Problems to solve ▸
1) Rewrite the student finance text from the words "If you're considering" through the words "of the term.", putting "weekly instalments" in place of "monthly instalments".
2) List each example overdraft limit in the student finance text and the year of study it applies to.
3) Write the next part of the student finance text, picking up after its last sentence.

With a personal loan the monthly repayments are fixed and you will need to meet all of them to avoid default. The difference between a private personal loan and the government backed student loan is that you will still need to meet these repayments even if you're unemployed.
There are specialised loans for study available that offer repayment holidays, or reduced monthly repayments while you study. These are often called of "career development", or "personal development" loans, or simply student finance loans.
If you're considering either a specialist study loan or a personal loan, you do need to have a plan to repay the loan either via monthly instalments, or at the end of the term.
This might mean trying to make sure you have a job lined up, or enough cash in the bank, in order to afford the monthly repayments you will face upon graduating.
A good student bank account with a decent 0% overdraft is one of the most useful financial products anyone studying full time can get.
An overdraft is where you are able to spend more money than you have in your account, allowing you into a negative balance up to a limit. If it is a '0% overdraft' this means you can effectively borrow for free.
Most student bank accounts should offer an 0% overdraft, but you will need make sure you apply to your bank to authorise it. Also, you need to make sure that you do not spend over the limit you are given, otherwise fees and interest charges will apply.
Often a bank will give you an overdraft limit that will increase for each year of study (e.g. £1,000 in your first year, £2,000 in the second, £3,000 in your third year). You will also typically be given a few years after graduating to repay your overdraft before being charged interest.
Credit cards can help cover living costs but should be used carefully by full time students without a regular income.
It can be difficult for a typical full-time student to get a credit card, due to what would likely be a limited credit history and income.
A credit-builder credit card could be useful to get while studying, as it can help build up a credit score ready when your graduate.
But, bear in mind most of these cards don't include any form of 0% interest period, so you will need to pay off your balance in full each month to avoid being charged interest.
If you do not think you can repay a credit card balance in full each month, it may be best to avoid getting a credit card as interest charges could soon add up and leave you out-of-pocket.

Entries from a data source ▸
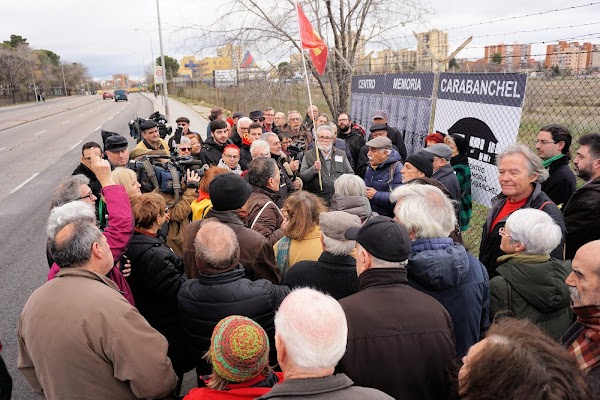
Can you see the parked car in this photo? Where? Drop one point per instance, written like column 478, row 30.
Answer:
column 121, row 94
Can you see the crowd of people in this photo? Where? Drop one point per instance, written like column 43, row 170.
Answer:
column 295, row 257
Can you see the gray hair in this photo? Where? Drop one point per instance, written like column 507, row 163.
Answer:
column 259, row 146
column 68, row 213
column 534, row 229
column 68, row 190
column 313, row 328
column 424, row 210
column 216, row 244
column 74, row 249
column 243, row 119
column 534, row 163
column 350, row 185
column 338, row 247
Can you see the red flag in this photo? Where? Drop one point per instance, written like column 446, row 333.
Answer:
column 311, row 40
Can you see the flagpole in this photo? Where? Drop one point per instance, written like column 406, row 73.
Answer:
column 314, row 133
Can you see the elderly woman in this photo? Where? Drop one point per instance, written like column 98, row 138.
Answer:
column 530, row 284
column 157, row 276
column 520, row 173
column 303, row 236
column 351, row 196
column 460, row 164
column 230, row 159
column 239, row 355
column 517, row 360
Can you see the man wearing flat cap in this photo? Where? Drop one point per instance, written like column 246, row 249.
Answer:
column 407, row 334
column 335, row 271
column 380, row 117
column 442, row 169
column 383, row 174
column 151, row 139
column 418, row 165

Outputs for the tasks ▸
1)
If you're considering either a specialist study loan or a personal loan, you do need to have a plan to repay the loan either via weekly instalments, or at the end of the term.

2)
£1,000: first year
£2,000: second year
£3,000: third year

3)
There are a number of grants, scholarships and hardship funds available depending on your personal circumstances and financial background.
There are extra government allowances and grants to supplement your student loans if you have children, adult dependents, or if you're disabled.
In addition to the funds available from the government there are also many scholarships available at most universities which should be detailed on their websites and prospectuses.
If you are struggling to make ends meet, most universities should offer "hardship funds" to help you remain on your course if you are running out of money.
There are seven government backed research councils that provide grants to fund postgraduate study and other university research work, these are:
Arts and Humanities Research Council (AHRC)
Biotechnology and Biological Sciences (BBSRC)
Engineering and Physical Sciences (EPSRC)
Economic and Social Research (ESRC)
Medical Research (MRC)
Natural Environment (NERC)
Science and Technology Facilities (STFC)
If you're thinking of applying for a Masters or PhD, you should check with your relevant research council to see what funding is available.
If you receive funding likely you will be able to cover the cost of your tuition as standard and get a stipend to cover your living costs.
There are many other funding bodies providing grants for postgraduate programs. So it's worth contacting the university you intend to study at and your course supervisor, who could help you apply for funding and direct you towards available grants.